WRITTEN INSTRUCTION:
Copy out the lines verbatim from the one containing "target: grass field" through the one containing "80 77 L 119", including both of those lines.

Stored dataset rows:

>>>>>

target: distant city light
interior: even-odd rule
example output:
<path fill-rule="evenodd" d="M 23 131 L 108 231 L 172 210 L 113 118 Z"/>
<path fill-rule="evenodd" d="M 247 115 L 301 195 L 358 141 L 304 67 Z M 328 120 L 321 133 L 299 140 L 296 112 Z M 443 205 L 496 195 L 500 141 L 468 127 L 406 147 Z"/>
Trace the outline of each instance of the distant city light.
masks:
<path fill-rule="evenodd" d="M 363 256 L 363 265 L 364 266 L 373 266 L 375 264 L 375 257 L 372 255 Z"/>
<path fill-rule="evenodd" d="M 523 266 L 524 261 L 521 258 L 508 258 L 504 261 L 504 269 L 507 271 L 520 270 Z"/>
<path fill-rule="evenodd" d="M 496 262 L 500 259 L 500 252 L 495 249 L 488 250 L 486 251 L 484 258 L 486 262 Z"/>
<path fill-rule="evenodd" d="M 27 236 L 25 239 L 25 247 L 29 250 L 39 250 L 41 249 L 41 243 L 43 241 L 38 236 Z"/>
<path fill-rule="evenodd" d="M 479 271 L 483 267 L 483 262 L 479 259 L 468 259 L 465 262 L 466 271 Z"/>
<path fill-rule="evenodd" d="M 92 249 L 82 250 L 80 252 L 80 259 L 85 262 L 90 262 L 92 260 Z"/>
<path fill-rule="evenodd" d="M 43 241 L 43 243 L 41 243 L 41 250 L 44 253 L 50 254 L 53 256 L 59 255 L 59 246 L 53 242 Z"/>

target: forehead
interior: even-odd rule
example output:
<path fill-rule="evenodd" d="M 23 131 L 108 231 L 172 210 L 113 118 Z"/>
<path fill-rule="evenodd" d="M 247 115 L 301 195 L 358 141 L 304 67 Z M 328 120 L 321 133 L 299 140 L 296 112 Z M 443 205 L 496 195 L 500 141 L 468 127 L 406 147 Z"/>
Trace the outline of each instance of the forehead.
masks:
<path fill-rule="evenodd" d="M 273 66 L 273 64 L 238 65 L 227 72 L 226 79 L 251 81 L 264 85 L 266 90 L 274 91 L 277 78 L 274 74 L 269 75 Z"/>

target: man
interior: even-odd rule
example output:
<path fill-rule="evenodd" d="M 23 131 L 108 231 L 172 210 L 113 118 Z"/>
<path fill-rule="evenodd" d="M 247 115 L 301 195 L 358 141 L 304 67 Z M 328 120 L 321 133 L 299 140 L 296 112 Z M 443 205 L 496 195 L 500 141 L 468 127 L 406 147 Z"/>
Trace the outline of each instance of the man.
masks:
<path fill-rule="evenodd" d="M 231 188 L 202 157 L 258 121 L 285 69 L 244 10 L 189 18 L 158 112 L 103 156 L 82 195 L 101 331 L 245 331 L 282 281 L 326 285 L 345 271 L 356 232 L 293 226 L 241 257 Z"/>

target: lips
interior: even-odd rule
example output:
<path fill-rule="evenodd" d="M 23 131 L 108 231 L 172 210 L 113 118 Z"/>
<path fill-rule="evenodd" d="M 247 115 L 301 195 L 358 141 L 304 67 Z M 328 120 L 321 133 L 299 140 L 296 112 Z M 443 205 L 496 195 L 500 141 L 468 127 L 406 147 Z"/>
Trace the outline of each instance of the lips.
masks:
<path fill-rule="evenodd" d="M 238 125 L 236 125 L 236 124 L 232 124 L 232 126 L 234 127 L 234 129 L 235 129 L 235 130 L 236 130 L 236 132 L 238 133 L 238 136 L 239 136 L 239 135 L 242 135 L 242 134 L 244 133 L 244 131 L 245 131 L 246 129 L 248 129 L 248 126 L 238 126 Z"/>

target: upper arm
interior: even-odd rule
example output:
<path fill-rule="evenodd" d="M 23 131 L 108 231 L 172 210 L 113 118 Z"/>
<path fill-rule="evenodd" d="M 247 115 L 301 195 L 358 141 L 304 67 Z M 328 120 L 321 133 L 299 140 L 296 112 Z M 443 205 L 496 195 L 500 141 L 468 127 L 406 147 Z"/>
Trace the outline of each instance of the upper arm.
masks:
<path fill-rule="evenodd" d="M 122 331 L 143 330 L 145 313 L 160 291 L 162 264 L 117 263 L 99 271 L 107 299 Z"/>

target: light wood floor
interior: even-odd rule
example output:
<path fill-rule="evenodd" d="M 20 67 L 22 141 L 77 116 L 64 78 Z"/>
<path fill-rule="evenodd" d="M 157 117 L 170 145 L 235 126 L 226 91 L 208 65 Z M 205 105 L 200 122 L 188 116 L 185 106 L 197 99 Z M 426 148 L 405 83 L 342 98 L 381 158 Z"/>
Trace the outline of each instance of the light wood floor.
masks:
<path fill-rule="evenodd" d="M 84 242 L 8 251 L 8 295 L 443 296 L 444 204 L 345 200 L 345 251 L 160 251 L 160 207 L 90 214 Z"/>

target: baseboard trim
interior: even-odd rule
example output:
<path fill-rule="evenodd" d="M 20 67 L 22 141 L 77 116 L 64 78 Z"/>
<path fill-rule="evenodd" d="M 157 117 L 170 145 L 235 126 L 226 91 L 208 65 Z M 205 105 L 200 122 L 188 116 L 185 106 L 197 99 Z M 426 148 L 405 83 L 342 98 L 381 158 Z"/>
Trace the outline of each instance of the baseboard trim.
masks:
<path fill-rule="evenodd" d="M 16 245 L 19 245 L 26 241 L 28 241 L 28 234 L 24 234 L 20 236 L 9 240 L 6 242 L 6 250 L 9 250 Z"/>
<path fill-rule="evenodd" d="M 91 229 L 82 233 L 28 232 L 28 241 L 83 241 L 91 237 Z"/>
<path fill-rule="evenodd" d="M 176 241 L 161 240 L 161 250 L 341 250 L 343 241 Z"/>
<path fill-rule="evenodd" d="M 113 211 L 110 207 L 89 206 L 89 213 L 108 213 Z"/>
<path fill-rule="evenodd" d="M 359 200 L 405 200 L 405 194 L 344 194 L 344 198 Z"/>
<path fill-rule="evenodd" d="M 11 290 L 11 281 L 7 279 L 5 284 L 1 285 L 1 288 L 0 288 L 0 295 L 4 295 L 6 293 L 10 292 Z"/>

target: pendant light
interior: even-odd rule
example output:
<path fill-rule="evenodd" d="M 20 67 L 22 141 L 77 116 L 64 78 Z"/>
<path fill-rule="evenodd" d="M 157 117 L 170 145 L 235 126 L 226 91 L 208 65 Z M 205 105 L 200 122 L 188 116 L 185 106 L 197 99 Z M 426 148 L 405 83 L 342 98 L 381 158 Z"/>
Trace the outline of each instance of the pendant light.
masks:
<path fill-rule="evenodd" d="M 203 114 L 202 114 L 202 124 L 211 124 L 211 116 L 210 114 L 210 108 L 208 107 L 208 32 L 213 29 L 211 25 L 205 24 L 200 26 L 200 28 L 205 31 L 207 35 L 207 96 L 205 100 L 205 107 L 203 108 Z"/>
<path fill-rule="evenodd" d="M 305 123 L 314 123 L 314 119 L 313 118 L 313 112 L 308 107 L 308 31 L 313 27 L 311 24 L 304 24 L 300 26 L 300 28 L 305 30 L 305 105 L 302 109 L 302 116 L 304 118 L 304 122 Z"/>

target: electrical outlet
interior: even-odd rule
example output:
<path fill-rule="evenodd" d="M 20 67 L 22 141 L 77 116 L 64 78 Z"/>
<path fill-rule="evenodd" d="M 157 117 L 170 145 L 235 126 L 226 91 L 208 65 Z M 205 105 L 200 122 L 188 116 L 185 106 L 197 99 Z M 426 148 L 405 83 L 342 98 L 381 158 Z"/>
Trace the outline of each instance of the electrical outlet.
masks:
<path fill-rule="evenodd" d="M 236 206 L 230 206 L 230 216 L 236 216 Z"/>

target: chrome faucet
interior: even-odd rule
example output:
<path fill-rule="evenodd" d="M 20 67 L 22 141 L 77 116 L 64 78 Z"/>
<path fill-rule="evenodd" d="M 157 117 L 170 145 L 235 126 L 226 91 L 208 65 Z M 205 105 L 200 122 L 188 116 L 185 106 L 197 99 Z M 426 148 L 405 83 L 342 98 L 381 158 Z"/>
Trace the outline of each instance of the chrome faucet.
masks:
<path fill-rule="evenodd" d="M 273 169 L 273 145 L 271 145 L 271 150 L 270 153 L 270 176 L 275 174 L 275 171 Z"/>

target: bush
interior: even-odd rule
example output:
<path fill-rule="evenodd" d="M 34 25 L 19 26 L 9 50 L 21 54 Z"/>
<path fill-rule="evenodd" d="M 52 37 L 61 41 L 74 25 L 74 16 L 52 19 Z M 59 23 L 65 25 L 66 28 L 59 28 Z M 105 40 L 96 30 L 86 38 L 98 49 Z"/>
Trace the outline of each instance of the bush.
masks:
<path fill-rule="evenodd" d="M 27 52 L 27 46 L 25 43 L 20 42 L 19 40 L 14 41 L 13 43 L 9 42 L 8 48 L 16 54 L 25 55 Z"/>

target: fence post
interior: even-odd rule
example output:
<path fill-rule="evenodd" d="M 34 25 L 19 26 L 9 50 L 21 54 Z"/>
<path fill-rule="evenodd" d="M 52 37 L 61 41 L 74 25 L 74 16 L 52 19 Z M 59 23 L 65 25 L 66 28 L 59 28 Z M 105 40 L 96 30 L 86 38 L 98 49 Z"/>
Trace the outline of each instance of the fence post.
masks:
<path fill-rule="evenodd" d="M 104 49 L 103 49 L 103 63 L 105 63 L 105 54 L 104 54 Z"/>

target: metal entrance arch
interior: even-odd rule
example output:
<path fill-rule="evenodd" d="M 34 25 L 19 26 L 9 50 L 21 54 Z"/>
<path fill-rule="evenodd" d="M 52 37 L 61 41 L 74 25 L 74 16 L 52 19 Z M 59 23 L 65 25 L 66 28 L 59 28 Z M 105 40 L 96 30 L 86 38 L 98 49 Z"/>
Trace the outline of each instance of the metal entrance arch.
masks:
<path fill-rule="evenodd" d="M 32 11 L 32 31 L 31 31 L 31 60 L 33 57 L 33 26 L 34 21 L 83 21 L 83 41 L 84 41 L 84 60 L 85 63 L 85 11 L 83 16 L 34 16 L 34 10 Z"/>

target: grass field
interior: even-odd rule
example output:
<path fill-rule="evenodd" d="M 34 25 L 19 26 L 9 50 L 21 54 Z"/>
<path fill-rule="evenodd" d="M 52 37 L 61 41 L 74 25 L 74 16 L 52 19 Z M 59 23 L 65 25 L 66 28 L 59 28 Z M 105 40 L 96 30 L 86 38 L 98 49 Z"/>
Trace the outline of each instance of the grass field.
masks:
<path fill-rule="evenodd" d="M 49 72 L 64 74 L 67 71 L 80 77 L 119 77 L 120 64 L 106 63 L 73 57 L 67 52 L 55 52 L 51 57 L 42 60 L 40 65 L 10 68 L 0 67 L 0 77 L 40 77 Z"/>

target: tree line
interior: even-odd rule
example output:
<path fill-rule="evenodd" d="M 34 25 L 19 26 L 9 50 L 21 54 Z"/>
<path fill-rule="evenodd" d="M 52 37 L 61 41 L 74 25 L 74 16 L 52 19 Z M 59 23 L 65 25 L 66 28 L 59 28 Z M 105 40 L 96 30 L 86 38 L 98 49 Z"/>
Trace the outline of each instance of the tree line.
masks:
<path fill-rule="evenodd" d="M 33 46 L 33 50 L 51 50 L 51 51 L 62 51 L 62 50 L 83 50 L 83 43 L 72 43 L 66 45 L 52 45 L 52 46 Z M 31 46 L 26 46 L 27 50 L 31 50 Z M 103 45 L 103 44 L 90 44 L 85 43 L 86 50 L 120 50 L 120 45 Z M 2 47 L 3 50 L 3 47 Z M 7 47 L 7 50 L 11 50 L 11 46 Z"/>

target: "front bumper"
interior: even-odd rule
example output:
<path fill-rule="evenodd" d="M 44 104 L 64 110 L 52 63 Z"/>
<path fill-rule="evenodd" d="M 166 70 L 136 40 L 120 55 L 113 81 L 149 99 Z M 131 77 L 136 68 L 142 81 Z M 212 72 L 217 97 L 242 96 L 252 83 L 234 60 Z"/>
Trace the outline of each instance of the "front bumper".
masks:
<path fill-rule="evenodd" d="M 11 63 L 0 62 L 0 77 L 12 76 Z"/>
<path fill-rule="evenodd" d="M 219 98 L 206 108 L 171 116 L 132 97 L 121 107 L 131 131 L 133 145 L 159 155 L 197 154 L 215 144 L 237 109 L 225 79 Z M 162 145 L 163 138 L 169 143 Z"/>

<<<<<

REPLY:
target: grass field
interior: even-odd rule
example output:
<path fill-rule="evenodd" d="M 34 25 L 19 26 L 9 50 L 21 54 Z"/>
<path fill-rule="evenodd" d="M 52 37 L 61 41 L 74 25 L 74 16 L 52 19 Z M 59 23 L 65 25 L 66 28 L 59 28 Z M 105 40 L 96 30 L 86 38 L 98 49 Z"/>
Trace the outline of each instance of the grass field.
masks:
<path fill-rule="evenodd" d="M 49 72 L 64 74 L 67 71 L 80 77 L 119 77 L 120 64 L 106 63 L 73 57 L 67 52 L 55 52 L 51 57 L 42 60 L 40 65 L 10 68 L 0 67 L 0 77 L 40 77 Z"/>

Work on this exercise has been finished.